Could you write out every row below again, requests included, with each x and y coordinate in the answers rescaled by 0.7 and rounded to a whole number, halves rounding up? The numbers in the requests and their sample points should stay as they are.

>>>>>

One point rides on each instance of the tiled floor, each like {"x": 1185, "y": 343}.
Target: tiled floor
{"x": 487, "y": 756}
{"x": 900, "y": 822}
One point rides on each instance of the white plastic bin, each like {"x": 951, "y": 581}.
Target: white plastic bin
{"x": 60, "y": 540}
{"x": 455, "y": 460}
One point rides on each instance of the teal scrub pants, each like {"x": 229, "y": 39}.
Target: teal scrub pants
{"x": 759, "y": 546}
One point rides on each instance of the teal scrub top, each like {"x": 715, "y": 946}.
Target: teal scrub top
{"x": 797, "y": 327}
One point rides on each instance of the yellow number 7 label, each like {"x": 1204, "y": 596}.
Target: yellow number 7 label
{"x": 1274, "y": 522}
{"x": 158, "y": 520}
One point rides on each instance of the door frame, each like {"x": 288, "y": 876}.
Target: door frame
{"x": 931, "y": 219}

<<<<<

Exercise output
One point rides on each instance of the tiled floor, each like {"x": 1185, "y": 343}.
Target: tiled floor
{"x": 341, "y": 529}
{"x": 630, "y": 575}
One point rides on each instance of the white plastic bin, each like {"x": 951, "y": 581}.
Target: white plastic bin
{"x": 42, "y": 378}
{"x": 319, "y": 322}
One point rides on each instance of the teal scrub pants, each like {"x": 229, "y": 39}.
Target: teal scrub pants
{"x": 531, "y": 382}
One point rides on each instance of the teal scrub top, each like {"x": 715, "y": 946}.
Target: teal scrub top
{"x": 558, "y": 229}
One point rides on each instance of the yellow number 7 label, each like {"x": 1204, "y": 596}.
Target: yellow number 7 label
{"x": 892, "y": 365}
{"x": 111, "y": 364}
One point rides on each instance of the door frame, each like {"x": 288, "y": 876}.
Target: door frame
{"x": 652, "y": 153}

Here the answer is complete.